# [Text-to-region grounding data]
───

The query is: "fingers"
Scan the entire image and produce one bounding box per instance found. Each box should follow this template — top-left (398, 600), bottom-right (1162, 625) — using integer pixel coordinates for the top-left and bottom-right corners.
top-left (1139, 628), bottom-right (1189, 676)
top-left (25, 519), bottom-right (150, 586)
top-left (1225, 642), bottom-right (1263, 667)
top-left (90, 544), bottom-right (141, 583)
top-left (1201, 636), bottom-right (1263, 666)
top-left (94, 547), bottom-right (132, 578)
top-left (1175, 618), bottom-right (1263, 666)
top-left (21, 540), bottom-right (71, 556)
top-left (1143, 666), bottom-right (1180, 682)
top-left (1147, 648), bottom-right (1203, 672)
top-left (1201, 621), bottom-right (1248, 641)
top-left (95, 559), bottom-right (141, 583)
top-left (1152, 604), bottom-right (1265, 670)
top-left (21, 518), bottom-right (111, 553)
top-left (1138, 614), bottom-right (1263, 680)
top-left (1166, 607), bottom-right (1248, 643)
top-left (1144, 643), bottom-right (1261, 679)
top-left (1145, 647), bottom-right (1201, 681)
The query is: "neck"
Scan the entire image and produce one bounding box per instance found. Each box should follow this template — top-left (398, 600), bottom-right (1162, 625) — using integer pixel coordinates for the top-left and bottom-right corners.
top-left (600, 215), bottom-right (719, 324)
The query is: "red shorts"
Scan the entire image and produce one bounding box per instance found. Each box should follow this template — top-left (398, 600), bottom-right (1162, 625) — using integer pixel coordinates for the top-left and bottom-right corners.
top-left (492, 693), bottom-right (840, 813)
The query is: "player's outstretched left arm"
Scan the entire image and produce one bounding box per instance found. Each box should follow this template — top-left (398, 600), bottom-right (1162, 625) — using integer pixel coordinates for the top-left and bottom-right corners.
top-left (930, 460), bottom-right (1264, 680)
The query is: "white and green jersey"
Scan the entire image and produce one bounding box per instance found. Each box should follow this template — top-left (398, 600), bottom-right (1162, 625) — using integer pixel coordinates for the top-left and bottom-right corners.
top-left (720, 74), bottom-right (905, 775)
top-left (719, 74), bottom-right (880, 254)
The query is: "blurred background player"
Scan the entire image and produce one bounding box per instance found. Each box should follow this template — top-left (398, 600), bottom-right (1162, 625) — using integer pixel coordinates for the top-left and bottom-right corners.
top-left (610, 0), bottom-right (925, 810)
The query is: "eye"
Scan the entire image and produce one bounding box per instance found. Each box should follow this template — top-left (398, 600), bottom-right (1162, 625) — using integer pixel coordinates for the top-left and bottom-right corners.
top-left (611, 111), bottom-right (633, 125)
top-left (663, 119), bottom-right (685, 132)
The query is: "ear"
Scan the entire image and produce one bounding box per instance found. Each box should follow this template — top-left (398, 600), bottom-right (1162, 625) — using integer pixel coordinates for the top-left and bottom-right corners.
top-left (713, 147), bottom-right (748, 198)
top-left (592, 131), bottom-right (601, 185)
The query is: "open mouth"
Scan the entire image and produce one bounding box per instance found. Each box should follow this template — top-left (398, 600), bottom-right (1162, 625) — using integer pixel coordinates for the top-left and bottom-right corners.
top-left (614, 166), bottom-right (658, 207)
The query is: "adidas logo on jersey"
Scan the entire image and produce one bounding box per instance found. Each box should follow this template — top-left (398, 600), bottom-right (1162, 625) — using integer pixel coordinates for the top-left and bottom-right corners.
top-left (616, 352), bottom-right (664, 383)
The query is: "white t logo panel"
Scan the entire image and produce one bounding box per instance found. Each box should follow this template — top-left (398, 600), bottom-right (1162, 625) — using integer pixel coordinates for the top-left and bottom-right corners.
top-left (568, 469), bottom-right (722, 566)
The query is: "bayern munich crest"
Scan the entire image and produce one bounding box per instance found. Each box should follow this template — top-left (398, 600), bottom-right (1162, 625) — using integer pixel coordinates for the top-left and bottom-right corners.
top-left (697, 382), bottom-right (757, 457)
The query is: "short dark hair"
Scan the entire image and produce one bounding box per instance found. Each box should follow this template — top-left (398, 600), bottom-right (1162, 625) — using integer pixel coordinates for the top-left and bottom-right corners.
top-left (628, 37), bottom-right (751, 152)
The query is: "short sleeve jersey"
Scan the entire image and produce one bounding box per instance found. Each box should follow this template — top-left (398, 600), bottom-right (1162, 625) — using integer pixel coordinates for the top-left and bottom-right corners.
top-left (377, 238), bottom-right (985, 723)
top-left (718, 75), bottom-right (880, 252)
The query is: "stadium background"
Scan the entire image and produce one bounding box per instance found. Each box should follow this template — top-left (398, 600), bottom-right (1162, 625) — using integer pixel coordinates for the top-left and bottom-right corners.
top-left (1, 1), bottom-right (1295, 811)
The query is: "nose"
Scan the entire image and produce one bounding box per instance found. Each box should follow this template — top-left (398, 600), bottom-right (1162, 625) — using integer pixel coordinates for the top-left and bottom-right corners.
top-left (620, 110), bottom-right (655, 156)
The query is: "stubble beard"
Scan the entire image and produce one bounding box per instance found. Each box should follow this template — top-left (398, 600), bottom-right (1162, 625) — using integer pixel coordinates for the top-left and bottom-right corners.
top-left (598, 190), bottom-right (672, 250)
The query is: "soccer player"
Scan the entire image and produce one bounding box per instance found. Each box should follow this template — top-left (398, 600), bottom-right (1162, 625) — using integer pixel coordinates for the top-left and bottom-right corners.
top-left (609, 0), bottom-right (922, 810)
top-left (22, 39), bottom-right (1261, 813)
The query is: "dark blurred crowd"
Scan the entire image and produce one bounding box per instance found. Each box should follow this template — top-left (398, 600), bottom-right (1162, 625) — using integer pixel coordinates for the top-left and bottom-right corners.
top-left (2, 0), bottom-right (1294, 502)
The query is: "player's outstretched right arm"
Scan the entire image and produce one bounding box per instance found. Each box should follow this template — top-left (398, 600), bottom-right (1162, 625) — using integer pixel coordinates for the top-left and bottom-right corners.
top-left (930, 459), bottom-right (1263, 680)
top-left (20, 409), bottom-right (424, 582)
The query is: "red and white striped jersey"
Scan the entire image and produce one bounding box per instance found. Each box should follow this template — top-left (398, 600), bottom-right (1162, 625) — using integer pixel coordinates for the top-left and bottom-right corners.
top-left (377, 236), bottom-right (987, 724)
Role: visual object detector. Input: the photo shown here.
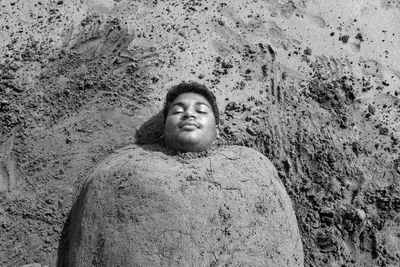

───

# [AIM OF THE EXERCISE]
Of the lines above, copy each one that contains the word "blurred".

# [PROBLEM SOLUTION]
The query is: "blurred background player"
The query is: "dark blurred crowd"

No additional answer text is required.